■ **Lavoro richiesto**:
A. Rispondi a queste domande sul testo sulla riforma costituzionale:
(i) Quale articolo della Costituzione prevede il referendum confermativo?
(ii) A quale referendum viene paragonato per importanza il possibile voto popolare?
(iii) In quale articolo della Suprema Carta è stato messo per iscritto lo "scudo" giuridico originario?
B. Puoi riscrivere come elenco il paragrafo del testo sulla riforma costituzionale che inizia con «Ci siamo resi conto del rischio», mantenendone i fatti principali?

■ **Testo del documento**:
▶

Se poi, per ipotesi, la riforma non dovesse ottenere, in seconda votazione, il benestare dei due terzi dei parlamentari – e fosse quindi necessario ricorrere al referendum confermativo previsto dall’articolo 138 della Costituzione – ciò consentirebbe di raggiungere, comunque, due risultati. In primis, stanare coloro che vogliono rinunciare alla sovranità nazionale (tradendo la Costituzione vigente più di quanto non sia stata già clamorosamente tradita).
In secundis, consentire ai cittadini di potersi finalmente pronunciare con un grande referendum popolare sulla questione “occultata” degli U.S.E. Si tratterebbe di un evento storico, per la nostra democrazia, paragonabile per importanza solo al referendum tra Monarchia e Repubblica del 1946.
Ovviamente, il coro unanime vi dirà: non troverai mai una maggioranza disponibile; può darsi, ma questo era sicuramente vero “prima” del Covid. “Dopo” – e soprattutto dopo le prime elezioni post-Covid – non lo so. Poi vi diranno: “Non si può, è una forzatura giuridica”. Può essere, così come è certo che il mio è un sogno. E il dibattito è aperto. Ma una cosa sia chiara a tutti: siamo, a tutti gli effetti, entrati in una fase nuova della storia del nostro Paese e del mondo.
Ci siamo resi conto del rischio corso, negli ultimi anni, di perdere definitivamente la libertà popolare “regalataci” dai costituenti nel secondo dopo-guerra. Allora quei rischi erano rappresentati dal fascismo e dai totalitarismi. Oggi, invece, da forme più subdole di “torsione eversiva” e di “deformazione” della democrazia rappresentativa e della sovranità statuale che vanno fermate ad ogni costo giuridicamente lecito: anche attraverso l’introduzione di nuovi “scudi” giuridici (visto che, ad oggi, i già esistenti si sono dimostrati inefficaci) sulla scia di quello originariamente concepito e messo per iscritto nell’articolo 139 della Suprema Carta.

◀

■ **Voci archiviate da una raccolta**:
▶

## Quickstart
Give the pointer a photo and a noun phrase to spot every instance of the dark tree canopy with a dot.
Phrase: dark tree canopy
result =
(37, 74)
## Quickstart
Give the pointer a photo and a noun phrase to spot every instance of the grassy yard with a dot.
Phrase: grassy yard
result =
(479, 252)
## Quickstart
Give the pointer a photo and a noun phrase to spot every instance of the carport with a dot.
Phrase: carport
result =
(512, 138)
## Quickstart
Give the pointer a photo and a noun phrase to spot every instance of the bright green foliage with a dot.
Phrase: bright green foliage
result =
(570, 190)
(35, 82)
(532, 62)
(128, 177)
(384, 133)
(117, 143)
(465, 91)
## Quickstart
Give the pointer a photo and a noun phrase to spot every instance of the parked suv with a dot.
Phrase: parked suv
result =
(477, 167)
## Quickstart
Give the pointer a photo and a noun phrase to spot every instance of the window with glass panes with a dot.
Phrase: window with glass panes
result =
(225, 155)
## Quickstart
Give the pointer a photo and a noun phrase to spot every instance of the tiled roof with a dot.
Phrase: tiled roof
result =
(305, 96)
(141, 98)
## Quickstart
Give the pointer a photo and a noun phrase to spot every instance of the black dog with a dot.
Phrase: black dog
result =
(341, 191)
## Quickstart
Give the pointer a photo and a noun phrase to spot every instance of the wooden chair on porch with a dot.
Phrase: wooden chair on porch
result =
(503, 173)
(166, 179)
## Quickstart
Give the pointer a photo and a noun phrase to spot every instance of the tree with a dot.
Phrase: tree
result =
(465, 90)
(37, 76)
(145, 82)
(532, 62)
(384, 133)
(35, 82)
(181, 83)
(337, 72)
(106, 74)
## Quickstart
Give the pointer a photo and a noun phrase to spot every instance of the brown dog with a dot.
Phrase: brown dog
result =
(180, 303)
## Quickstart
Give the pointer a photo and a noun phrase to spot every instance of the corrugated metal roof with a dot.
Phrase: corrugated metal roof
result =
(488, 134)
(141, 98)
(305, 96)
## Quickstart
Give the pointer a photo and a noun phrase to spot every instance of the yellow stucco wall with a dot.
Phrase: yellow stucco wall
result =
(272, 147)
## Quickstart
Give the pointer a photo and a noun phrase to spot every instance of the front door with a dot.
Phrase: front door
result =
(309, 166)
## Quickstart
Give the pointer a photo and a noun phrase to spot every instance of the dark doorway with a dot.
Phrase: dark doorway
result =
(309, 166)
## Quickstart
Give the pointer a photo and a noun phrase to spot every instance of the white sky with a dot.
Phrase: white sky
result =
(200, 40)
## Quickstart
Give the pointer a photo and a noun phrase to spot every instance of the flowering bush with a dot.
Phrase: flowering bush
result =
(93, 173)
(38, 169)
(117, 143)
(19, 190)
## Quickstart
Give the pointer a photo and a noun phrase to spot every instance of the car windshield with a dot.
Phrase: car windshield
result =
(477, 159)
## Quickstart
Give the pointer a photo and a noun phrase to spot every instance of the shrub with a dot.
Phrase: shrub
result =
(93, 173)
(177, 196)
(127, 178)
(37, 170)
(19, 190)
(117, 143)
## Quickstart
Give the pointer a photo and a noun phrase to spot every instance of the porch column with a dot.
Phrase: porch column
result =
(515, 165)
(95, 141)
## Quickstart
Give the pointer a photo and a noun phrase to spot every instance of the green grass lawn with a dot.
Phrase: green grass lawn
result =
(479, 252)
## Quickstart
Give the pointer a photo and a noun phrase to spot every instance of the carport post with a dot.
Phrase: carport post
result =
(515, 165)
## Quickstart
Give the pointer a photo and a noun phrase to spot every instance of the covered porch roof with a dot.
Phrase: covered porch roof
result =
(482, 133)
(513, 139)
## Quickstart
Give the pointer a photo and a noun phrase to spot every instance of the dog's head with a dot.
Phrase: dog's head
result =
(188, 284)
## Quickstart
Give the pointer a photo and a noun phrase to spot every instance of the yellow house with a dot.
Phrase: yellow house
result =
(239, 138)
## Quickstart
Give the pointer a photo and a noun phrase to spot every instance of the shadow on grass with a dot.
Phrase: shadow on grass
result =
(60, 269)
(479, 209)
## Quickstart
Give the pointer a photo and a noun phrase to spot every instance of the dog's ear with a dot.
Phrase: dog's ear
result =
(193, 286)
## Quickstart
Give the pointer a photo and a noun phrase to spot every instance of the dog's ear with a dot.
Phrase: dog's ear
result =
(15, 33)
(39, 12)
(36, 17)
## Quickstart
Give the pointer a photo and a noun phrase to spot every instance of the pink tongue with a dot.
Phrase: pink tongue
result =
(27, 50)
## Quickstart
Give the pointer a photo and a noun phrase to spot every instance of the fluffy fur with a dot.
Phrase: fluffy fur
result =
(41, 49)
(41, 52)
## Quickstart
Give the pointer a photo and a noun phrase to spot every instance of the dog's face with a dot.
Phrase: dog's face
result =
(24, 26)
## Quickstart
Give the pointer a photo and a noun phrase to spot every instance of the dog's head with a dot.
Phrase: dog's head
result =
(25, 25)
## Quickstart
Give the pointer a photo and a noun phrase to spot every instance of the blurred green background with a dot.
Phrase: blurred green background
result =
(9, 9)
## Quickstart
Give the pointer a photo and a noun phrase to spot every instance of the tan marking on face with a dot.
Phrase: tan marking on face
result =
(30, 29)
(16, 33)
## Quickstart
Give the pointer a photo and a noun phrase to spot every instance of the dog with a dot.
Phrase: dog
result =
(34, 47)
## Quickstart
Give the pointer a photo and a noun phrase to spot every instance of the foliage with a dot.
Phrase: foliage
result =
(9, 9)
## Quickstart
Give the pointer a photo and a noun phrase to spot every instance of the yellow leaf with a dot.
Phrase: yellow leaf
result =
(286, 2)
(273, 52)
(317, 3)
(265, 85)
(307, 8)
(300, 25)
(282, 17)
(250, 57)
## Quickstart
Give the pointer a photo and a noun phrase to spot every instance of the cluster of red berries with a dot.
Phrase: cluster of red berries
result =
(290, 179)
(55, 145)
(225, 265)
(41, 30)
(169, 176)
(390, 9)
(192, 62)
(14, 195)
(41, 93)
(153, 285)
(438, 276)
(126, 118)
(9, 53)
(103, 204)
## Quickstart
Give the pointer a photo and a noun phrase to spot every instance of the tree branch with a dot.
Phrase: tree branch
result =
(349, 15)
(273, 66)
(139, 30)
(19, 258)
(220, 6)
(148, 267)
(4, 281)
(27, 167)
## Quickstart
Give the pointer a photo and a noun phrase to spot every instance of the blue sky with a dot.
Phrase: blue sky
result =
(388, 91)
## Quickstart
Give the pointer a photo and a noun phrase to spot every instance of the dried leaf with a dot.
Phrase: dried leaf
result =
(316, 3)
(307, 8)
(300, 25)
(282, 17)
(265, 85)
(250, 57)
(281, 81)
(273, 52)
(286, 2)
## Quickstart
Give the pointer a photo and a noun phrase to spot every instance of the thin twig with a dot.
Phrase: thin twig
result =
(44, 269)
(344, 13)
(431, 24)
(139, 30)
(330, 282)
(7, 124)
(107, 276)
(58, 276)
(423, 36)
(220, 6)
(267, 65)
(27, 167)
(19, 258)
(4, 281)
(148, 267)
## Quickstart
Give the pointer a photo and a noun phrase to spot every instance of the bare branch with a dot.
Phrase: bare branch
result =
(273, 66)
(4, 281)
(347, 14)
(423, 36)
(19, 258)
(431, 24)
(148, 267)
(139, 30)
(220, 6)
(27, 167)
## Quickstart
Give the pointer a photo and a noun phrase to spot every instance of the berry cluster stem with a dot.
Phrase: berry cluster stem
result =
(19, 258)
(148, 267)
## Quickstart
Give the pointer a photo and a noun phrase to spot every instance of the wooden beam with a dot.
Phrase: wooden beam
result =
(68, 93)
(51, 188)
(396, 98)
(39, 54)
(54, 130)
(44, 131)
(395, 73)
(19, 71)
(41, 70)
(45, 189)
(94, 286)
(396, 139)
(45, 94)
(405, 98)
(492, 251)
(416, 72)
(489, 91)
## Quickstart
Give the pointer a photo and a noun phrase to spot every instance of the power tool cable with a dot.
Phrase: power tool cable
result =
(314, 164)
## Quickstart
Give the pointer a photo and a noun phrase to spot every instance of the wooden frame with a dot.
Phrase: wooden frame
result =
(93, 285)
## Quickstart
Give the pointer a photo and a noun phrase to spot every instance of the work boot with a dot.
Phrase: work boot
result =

◀

■ **Risposte all'esercizio**:
A.
(i) L'articolo 138.
(ii) Al referendum tra Monarchia e Repubblica del 1946.
(iii) Nell'articolo 139.

B.
- Negli ultimi anni si è corso il rischio di perdere definitivamente la libertà popolare "regalata" dai costituenti nel secondo dopoguerra.
- Allora i rischi erano il fascismo e i totalitarismi.
- Oggi i rischi sono forme più subdole di "torsione eversiva" e di "deformazione" della democrazia rappresentativa e della sovranità statuale.
- Queste forme vanno fermate con ogni mezzo giuridicamente lecito, anche con nuovi "scudi" giuridici, perché quelli esistenti si sono dimostrati inefficaci.
- I nuovi scudi dovrebbero seguire la scia di quello dell'articolo 139 della Suprema Carta.